Texte fourni:
────────────────────

Celui que Georges Clémenceau surnommait avec aversion « le capucin botté » naît le 24 décembre 1851 à Sainte-Affrique (Aveyron). Fils de Michel et Marthe de Curières de Castelnau, avocat, Édouard est issu d’une lignée de la très vieille noblesse rurale du Haut-Rouergue. L’un de ses ancêtres, le Seigneur Hugues de Curières est mentionné comme chevalier ayant servi aux côtés du Roi Saint Louis à la Septième Croisade.

– Après une scolarité remarquable dans la petite ville de Saint-Gabriel,  Edouard de Curières de Castelnau prépare d’abord l’École Polytechnique en 1869, avant d’intégrer Saint-Cyr au sein de la Promotion du Rhin en vue d’honorer l’une des traditions familiales. Lorsque la Guerre de 1870 éclate, le jeune Sous-Lieutenant de Castelnau combat contre les Prussiens au sein du 31e Régiment d’Infanterie. Il a notamment pour chef de corps l’un des petits fils du Maréchal Davout*. Promu rapidement par décision impériale, combat dans l’Infanterie dans l’Est, sur la Loire et au Mans où il se révèle courageux et énergique. Ses actions lui valent d’accéder au grade de Capitaine… avant d’être rétrogradé Lieutenant par ancienneté par la Commission des Grades (celle-ci ne pouvant ni nommer Capitaine un jeune officier de vingt ans ni pour autant nier sa conduite au feu). Grâce à cette expérience, il acquiert une bonne connaissance du maniement de l’Infanterie mais il en retient aussi l’économie du sang.

– Pendant les premières années de la IIIe République, Edouard de Castelnau sert successivement à Laon et à Toulouse. Il se marie aussi avec Marie Françoise Barthe de Mangdebourg, qui lui amène en héritage le domaine de Montastruc-la-Conseillère. Spécialisé dans la mobilisation des armées, le Capitaine de Castelnau est affecté au 1er Bureau de l’État-major… alors peuplé d’officiers connus pour leur appartenance aux loges maçonniques. Conséquence, en 1899, lors de l’Affaire des fiches durant laquelle le Général André veut épurer l’Armée des cadres catholiques et monarchistes, Castelnau est écarté du 1er Bureau. Son engagement anti-dreyfusard joua aussi en sa défaveur.

────────────────────

Consignes:
**A.** Résumez en deux phrases le texte sur Édouard de Castelnau.
**B.** Traduisez en anglais cette phrase du texte sur Édouard de Castelnau : « Lorsque la Guerre de 1870 éclate, le jeune Sous-Lieutenant de Castelnau combat contre les Prussiens au sein du 31e Régiment d'Infanterie. »
**C.** Écrivez la suite du texte sur Édouard de Castelnau à partir de sa dernière phrase.

────────────────────

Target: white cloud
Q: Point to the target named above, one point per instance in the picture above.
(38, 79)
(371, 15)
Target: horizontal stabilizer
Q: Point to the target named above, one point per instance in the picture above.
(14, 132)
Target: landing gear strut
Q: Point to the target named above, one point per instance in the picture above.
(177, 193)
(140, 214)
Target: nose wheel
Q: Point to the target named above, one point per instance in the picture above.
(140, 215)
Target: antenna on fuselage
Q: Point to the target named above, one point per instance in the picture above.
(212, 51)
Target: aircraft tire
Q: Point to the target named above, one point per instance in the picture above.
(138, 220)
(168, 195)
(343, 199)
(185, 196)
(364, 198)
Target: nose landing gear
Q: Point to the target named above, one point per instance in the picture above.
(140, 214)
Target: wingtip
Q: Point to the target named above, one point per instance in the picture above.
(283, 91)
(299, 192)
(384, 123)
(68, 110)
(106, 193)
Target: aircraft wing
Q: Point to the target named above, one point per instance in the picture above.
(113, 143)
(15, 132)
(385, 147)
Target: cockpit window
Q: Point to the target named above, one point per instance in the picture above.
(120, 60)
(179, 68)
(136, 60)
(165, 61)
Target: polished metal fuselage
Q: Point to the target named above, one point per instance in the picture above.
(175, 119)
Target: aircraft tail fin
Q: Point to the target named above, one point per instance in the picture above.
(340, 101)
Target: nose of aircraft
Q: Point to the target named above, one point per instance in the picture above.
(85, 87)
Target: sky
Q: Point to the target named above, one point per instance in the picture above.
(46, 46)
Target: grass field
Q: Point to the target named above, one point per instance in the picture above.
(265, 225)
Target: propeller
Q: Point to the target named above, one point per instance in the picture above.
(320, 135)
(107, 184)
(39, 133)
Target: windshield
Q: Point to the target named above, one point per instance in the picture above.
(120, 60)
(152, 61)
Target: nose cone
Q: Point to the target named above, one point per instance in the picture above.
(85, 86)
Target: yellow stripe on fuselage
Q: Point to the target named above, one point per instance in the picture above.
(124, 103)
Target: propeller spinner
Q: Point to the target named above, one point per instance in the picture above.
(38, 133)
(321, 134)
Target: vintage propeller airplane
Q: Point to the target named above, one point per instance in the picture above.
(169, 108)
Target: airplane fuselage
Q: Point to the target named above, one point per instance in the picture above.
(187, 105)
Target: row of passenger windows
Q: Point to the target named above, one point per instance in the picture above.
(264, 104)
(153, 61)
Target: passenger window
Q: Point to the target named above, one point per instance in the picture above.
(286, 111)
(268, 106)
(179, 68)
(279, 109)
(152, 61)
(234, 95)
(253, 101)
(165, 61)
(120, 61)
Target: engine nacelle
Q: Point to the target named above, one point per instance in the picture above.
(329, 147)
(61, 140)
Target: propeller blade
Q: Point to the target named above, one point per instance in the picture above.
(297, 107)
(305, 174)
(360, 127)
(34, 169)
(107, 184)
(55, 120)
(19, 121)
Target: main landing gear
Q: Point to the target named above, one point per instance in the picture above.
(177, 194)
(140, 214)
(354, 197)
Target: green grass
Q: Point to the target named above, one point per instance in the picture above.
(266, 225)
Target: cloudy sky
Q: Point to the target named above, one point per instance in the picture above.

────────────────────

Réponses:
**A.** Né le 24 décembre 1851 à Sainte-Affrique dans une lignée de la vieille noblesse rurale du Haut-Rouergue, Édouard de Curières de Castelnau intègre Saint-Cyr et combat les Prussiens en 1870, ce qui lui vaut le grade de capitaine avant d'être rétrogradé lieutenant par la Commission des Grades. Spécialisé dans la mobilisation des armées et affecté au 1er Bureau de l'État-major, il en est écarté lors de l'Affaire des fiches.

**B.** When the War of 1870 broke out, the young Second Lieutenant de Castelnau fought against the Prussians in the 31st Infantry Regiment.

**C.**
– Toutefois, après l’affaire de Tanger (1905) où la France à frôlé la guerre avec le Reich Allemand, le Colonel de Curières de Castelnau est rappelé à l’État-major et est promu Général de Brigade. Entre 1906 et 1909, il commande successivement la 24e Brigade d’Infanterie (Sedan), la 7e Brigade d’Infanterie et la 13e Division d’Infanterie (Chaumont). C’est à ce moment qu’il rencontre le Général Ferdinand Foch. Comme l’explique Patrick de Gmeline, bien que presque issus de la même génération et étant tous deux attachés au Catholicisme, les deux hommes s’opposent en plusieurs points : d’une part, Castelnau a l’expérience du commandement au feu, alors que Foch, Polytechnicien, est un homme ayant gravi les échelons de la hiérarchie militaire dans les états-majors. L’un est prudent, alors que l’autre est enthousiaste quant aux idées offensives qui sont en vogue dans les cercles de réflexion de l’Armée française.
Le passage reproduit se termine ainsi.